JOB: Starting with the line that holds "of the notice", repeat each line through the last one below, exactly. Pictures stay out.

Entries from a dataset:
^^^^^^^^
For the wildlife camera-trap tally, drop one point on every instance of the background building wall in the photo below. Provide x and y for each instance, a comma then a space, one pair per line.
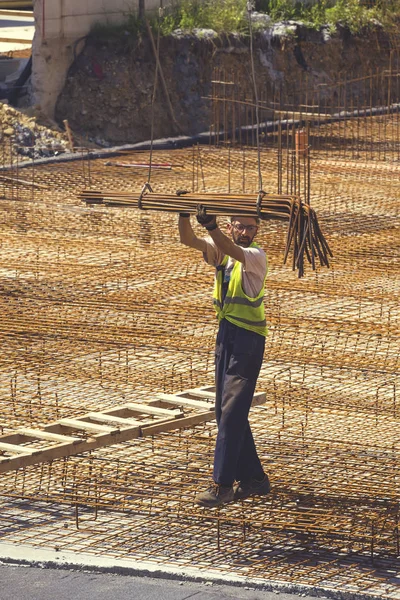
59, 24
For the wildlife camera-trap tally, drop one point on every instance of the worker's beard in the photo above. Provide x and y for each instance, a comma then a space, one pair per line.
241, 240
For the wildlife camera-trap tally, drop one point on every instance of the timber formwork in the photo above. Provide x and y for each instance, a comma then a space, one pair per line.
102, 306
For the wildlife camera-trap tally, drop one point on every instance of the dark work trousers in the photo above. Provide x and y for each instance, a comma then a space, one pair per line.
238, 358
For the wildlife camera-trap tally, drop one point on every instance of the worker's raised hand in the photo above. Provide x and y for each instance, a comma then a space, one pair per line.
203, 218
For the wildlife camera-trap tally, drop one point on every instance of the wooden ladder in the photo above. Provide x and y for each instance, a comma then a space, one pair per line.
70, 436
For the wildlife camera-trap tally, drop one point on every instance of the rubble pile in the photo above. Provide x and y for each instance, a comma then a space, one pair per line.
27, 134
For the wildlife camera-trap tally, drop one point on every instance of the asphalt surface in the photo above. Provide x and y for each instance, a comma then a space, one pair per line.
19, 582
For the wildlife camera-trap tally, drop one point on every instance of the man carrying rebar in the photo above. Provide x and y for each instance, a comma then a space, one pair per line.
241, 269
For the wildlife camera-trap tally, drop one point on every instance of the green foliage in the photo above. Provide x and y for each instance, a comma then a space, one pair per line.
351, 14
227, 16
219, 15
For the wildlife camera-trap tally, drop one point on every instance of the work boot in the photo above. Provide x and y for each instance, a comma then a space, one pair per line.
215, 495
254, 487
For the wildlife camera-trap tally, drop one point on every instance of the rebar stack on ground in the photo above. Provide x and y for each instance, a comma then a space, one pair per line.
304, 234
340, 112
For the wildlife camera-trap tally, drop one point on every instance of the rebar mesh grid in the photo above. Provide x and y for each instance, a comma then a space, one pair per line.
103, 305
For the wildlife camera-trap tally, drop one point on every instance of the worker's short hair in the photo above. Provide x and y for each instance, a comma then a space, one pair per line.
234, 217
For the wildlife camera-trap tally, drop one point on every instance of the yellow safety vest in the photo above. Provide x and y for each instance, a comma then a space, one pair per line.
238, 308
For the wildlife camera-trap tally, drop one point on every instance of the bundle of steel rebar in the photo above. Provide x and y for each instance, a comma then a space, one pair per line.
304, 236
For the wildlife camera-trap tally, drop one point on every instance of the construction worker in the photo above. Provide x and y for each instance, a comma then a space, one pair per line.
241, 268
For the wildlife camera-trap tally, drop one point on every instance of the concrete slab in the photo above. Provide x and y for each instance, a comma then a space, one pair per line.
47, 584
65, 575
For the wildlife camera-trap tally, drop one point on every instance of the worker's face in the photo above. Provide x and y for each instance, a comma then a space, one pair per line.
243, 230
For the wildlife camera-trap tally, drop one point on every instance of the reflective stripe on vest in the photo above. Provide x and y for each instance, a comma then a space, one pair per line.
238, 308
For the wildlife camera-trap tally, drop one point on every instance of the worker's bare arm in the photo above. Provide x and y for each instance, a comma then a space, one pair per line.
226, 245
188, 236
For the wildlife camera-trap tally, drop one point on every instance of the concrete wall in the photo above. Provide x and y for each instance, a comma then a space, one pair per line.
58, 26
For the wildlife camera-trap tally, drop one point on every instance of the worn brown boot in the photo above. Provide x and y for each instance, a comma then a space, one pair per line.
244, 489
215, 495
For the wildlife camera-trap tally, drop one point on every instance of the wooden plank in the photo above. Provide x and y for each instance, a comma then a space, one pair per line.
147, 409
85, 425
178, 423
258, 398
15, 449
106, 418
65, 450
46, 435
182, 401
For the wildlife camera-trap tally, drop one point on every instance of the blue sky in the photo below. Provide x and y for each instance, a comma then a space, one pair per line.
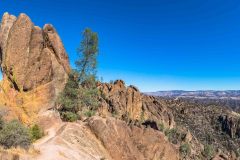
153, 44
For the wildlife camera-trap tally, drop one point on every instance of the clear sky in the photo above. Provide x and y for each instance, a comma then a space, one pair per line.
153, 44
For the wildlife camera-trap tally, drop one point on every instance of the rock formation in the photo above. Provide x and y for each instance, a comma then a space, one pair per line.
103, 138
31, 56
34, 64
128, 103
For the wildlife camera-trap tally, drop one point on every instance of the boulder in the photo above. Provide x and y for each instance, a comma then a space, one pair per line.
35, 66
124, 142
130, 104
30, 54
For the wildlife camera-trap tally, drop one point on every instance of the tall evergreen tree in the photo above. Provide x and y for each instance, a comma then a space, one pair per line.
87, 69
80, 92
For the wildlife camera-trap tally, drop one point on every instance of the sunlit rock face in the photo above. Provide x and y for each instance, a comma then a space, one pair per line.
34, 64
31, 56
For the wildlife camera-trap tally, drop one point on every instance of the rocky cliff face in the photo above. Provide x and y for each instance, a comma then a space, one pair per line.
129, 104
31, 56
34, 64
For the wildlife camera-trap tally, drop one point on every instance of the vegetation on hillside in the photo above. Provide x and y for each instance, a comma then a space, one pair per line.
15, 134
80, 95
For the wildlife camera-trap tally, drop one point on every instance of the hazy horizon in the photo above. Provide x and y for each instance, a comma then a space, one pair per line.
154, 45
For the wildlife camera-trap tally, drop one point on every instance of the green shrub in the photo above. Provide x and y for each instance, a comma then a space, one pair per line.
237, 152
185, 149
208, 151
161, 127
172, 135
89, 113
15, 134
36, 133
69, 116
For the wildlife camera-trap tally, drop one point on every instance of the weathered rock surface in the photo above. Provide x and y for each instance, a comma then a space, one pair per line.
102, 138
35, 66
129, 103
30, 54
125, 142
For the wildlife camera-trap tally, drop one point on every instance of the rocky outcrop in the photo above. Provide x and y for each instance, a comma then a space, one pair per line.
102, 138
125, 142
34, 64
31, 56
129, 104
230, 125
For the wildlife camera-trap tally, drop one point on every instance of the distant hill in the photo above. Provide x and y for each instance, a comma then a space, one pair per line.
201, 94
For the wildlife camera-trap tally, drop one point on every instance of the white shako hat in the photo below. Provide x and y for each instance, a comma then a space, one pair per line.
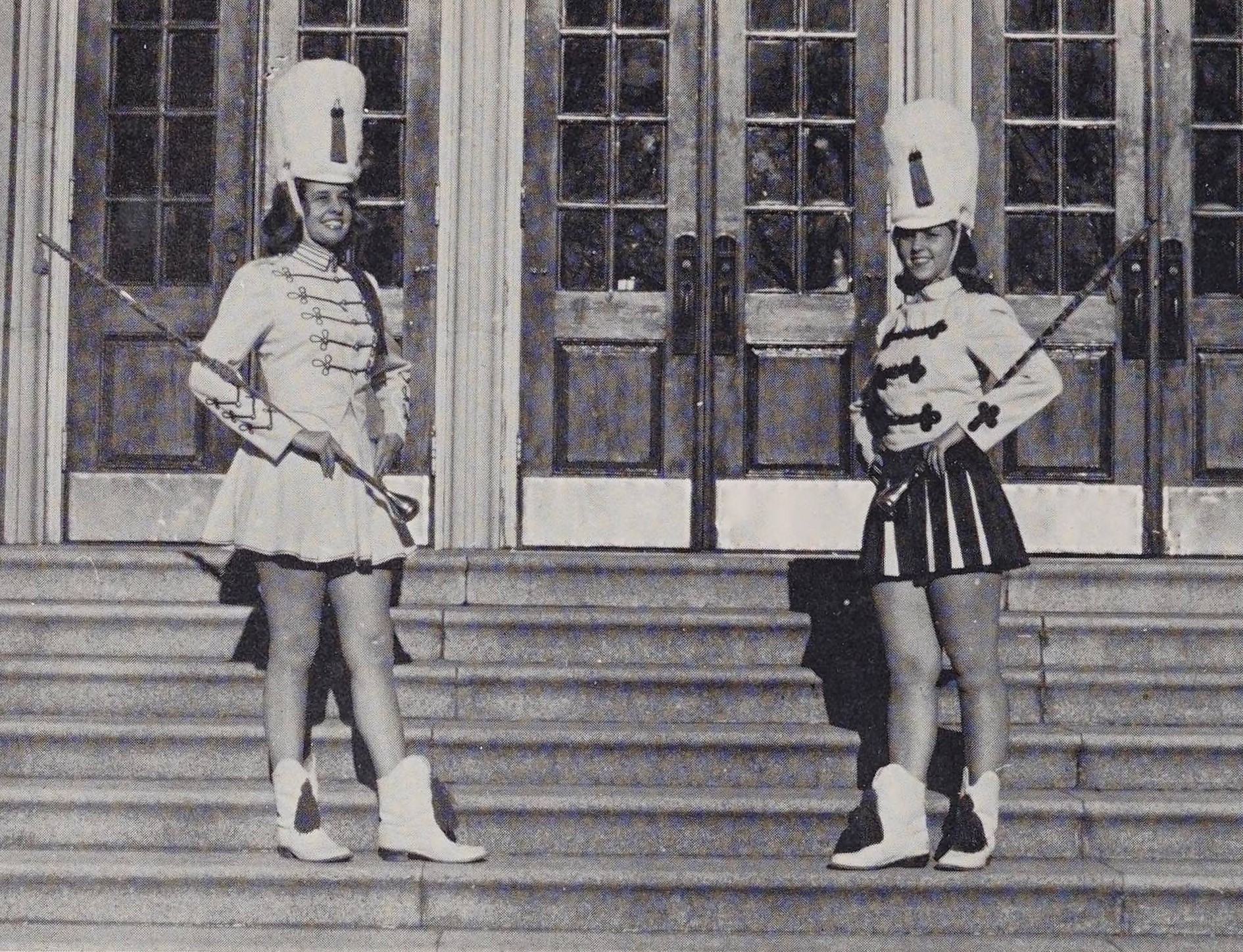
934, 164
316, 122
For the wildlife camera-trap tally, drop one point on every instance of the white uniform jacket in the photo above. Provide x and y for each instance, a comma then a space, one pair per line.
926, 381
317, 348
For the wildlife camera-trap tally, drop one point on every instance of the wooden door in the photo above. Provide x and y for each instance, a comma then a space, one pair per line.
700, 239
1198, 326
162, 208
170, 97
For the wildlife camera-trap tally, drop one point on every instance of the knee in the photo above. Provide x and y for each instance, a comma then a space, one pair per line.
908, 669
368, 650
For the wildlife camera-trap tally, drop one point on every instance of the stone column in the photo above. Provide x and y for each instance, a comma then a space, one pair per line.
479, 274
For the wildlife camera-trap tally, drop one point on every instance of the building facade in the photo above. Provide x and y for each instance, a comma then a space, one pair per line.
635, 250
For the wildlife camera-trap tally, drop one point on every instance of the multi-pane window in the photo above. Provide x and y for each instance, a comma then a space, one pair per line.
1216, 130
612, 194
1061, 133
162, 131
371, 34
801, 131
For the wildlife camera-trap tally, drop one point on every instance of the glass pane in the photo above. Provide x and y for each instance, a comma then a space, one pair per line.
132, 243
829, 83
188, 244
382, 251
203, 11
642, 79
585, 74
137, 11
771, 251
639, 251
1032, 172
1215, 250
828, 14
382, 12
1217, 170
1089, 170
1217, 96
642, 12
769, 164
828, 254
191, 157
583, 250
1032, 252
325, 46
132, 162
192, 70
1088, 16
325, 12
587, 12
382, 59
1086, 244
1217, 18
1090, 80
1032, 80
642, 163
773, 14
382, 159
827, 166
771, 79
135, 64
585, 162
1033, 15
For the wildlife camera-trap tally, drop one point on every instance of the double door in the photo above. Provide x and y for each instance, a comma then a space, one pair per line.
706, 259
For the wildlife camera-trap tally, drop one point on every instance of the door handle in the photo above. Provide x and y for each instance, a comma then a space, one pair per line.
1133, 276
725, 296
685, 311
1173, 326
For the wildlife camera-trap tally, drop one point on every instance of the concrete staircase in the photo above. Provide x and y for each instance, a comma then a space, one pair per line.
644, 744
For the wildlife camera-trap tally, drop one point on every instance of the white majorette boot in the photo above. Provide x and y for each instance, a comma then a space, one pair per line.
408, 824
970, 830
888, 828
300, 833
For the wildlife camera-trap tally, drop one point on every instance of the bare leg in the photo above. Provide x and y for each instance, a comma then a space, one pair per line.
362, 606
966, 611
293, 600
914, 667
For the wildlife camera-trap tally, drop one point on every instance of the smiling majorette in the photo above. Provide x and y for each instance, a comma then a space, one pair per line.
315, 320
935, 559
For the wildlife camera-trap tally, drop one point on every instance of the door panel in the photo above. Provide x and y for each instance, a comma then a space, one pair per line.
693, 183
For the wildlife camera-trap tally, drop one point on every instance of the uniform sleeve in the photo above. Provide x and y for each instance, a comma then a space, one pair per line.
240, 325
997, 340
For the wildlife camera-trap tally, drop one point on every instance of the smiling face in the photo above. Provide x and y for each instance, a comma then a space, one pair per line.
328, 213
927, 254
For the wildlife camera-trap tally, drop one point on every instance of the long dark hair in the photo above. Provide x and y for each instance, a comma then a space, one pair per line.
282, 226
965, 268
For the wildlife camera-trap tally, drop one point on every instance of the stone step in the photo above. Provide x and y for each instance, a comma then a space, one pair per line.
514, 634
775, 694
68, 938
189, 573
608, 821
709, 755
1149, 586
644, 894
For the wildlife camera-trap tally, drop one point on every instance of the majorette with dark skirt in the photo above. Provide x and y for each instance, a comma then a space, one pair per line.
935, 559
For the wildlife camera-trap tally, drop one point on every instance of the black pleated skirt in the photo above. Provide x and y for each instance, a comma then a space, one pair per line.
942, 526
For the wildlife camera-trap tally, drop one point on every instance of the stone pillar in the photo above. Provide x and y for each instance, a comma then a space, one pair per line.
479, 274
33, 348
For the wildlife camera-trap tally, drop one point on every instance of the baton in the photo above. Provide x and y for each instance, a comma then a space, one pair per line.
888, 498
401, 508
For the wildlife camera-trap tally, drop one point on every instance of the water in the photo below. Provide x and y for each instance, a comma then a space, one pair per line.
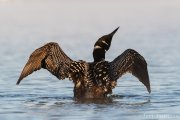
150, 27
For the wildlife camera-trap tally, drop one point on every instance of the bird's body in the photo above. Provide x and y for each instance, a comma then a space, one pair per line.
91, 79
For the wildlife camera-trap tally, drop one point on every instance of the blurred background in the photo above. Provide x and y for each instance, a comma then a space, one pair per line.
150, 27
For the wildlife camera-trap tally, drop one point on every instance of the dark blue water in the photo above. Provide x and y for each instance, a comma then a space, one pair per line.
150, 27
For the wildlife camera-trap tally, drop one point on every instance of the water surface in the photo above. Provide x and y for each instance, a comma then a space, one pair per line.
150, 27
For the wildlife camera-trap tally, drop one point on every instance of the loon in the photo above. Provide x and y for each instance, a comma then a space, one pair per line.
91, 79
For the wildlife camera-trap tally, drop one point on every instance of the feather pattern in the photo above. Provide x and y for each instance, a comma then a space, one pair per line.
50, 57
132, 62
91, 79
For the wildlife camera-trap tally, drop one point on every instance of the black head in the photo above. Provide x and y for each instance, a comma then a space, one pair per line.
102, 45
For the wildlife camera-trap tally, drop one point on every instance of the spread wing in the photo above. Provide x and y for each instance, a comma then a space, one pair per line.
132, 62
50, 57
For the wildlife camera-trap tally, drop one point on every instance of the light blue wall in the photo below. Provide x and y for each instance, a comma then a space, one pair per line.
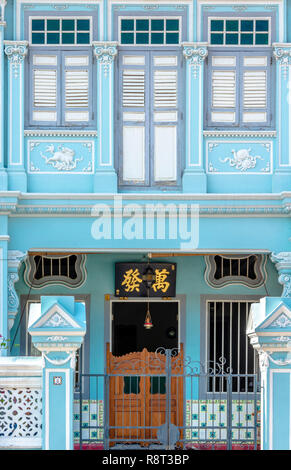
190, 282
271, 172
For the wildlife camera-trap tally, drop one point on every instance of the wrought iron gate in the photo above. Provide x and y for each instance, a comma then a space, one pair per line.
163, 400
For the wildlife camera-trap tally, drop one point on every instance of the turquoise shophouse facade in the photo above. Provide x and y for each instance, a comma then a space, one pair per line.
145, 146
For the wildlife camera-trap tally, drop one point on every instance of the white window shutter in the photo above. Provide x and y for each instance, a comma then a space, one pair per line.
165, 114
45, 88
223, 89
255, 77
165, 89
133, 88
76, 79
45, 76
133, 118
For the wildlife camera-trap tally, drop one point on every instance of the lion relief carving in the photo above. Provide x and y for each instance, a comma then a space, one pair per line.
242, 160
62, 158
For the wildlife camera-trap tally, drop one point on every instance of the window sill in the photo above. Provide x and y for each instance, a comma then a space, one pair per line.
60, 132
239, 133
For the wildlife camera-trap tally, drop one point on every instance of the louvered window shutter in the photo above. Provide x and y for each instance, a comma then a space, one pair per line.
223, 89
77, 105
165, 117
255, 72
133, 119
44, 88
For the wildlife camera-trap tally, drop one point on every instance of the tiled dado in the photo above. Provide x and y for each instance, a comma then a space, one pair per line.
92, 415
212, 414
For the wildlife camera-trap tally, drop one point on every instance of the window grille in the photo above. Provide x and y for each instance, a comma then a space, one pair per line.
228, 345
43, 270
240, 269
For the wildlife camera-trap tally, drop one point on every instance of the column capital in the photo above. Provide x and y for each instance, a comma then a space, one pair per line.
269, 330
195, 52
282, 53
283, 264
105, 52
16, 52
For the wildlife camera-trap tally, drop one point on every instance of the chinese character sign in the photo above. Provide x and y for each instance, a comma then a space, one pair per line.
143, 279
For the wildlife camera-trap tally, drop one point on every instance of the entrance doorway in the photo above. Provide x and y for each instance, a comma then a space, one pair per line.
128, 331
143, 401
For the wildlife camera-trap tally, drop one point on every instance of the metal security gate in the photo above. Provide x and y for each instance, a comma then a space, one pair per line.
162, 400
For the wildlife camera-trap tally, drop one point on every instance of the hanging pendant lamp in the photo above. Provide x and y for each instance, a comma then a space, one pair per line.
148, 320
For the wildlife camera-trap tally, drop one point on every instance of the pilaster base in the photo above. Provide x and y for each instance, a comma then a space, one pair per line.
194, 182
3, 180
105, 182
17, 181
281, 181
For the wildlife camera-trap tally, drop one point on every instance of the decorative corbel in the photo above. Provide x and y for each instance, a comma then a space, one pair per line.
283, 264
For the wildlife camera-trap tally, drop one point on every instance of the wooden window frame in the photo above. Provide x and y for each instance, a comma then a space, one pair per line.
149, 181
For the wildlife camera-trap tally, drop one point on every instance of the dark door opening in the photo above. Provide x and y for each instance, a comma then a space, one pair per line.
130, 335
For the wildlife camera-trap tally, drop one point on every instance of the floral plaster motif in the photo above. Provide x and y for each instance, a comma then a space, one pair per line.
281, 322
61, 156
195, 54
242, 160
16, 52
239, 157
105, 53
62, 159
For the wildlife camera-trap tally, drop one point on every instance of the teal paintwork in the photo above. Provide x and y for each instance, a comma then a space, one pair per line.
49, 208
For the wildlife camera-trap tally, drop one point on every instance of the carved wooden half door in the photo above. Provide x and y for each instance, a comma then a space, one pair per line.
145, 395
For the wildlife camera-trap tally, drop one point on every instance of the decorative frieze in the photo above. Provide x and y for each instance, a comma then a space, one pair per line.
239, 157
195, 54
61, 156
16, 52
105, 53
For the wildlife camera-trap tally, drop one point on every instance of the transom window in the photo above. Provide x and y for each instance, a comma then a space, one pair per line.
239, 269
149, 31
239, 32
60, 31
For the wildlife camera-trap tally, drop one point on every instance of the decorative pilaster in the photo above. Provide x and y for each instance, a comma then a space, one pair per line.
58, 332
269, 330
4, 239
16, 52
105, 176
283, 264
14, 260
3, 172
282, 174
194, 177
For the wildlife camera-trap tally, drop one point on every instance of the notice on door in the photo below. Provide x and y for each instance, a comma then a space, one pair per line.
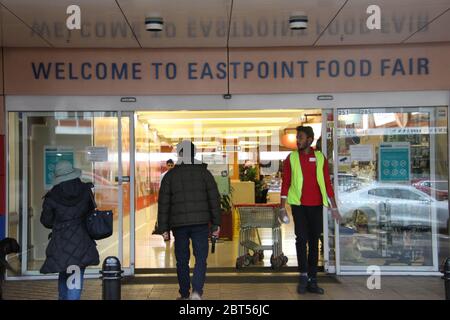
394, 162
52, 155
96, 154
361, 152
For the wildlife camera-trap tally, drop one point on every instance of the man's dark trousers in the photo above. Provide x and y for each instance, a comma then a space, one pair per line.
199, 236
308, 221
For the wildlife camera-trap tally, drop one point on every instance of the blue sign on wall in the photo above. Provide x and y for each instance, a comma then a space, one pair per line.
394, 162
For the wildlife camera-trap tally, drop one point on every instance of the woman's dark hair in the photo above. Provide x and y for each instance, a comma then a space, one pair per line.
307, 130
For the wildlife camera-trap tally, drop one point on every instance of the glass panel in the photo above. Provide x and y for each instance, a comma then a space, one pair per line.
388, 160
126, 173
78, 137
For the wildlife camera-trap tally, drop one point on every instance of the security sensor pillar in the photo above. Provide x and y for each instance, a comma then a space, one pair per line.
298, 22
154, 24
^^^^^^^^
REPLY:
For the wildlife camera-trap tally, drop one point on every instance of the notice on door in the photo below. Provide x and y for each instance, a comma then a space, one pair per line.
394, 162
52, 155
96, 154
361, 152
For the wildlife camera-trap tally, drop one point on every instance of the man's dark trousers in the photo above. Provide x and y for each instance, a comma then a space, one pair per line.
199, 236
308, 221
For the wildlife camera-trap tally, drop one point on every instance of the blue sign on wall in the photo above. Provide x and y for each instance, a comma then a space, one pair per line.
394, 162
For the wildlife camera-trap tally, drop one point on every instance of the woman's dark hair in the photo above. Provide x and y for each instance, a comma then a space, one pair per line.
307, 130
For the wildlife camera-trap tally, drop one point on every instance of the glass panel in the photo above. Provide x and y for each instance, a comma then a space, one pair per line.
388, 160
126, 173
78, 137
For the wildlife camera-trap tally, drop one point on every instance of the security sensor pillar in the photo above. Provide x and y for each instance, a comma then a space, one pair per line.
298, 22
154, 24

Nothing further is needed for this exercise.